(Beginning of INPUT RECORDS)

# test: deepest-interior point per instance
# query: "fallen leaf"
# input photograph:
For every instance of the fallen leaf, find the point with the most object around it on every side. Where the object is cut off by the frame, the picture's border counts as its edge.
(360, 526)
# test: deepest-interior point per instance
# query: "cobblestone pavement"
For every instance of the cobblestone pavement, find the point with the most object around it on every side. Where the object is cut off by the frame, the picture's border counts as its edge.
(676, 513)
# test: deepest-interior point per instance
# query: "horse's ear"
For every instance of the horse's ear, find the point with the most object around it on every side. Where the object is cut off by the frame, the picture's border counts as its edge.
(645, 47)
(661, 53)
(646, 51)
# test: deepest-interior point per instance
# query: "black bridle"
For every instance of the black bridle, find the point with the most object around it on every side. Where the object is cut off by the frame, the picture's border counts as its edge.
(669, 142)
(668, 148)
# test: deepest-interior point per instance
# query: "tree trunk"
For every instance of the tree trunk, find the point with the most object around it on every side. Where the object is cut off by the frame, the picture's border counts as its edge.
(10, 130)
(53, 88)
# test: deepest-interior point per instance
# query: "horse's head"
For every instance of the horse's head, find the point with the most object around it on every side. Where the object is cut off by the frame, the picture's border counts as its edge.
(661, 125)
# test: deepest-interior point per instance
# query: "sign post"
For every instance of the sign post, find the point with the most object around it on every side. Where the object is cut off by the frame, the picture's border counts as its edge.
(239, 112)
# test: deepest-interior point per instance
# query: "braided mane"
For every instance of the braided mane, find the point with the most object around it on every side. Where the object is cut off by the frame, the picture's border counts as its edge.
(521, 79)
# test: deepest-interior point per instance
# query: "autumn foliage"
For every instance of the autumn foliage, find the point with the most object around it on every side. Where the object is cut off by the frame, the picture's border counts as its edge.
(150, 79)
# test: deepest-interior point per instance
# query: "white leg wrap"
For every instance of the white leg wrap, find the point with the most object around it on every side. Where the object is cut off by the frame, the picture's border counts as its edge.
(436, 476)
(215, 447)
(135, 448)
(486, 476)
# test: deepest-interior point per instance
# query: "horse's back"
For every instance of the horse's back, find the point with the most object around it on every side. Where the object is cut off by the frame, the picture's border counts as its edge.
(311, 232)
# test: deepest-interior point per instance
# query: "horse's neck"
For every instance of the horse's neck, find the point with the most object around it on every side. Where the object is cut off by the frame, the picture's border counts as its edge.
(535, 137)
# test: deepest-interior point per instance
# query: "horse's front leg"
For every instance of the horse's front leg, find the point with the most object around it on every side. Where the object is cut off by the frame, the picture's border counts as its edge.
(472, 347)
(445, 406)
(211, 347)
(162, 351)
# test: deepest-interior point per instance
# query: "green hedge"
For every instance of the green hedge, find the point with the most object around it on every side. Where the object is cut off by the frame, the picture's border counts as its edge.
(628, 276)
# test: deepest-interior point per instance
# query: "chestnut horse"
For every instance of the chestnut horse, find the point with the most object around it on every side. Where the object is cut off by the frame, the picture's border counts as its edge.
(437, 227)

(End of INPUT RECORDS)

EXERCISE OBJECTIVE:
Only the lines from the one with "For every instance of the white" to the end of the entries above belong in your answer. Retype them exactly.

RESPONSE TO THIS EXERCISE:
For every instance of the white leg wrap, find the point with the most object around it on every side. Where the object is cut off by the frame, the picture's border counts as its edge.
(436, 476)
(215, 447)
(135, 448)
(486, 476)
# test: deepest-interior point per instance
# query: "horse's back"
For every instance of the horse's back, find the point with the most object around it on every side. Where the object is cut off by the frame, the picture's border counts as its edge.
(311, 232)
# test: deepest-interior point per instance
# query: "horse's neck"
For every instance of the horse's neck, find the point with the most object around it on every side. Where the object is cut off by the frame, the picture's border counts as its edge.
(535, 137)
# test: deepest-interior point per instance
# query: "horse's front leg"
For every instance of the horse's front leg, find the point with the most object around it on every side. Where the object is cut off by the frame, the picture's border counts as its edge.
(472, 347)
(445, 406)
(211, 347)
(162, 351)
# test: deepest-interior point per instance
# query: "green hedge"
For every instance of the green hedge, find the point with the most object around it on every side. Where the object is cut off by the frame, the picture's border counts as its edge.
(628, 276)
# test: deepest-interior point per instance
# query: "chestnut horse"
For every instance of the chestnut horse, find the point with the most object around it on every side. Where the object is cut off by the frame, the picture's border counts as its edge.
(437, 227)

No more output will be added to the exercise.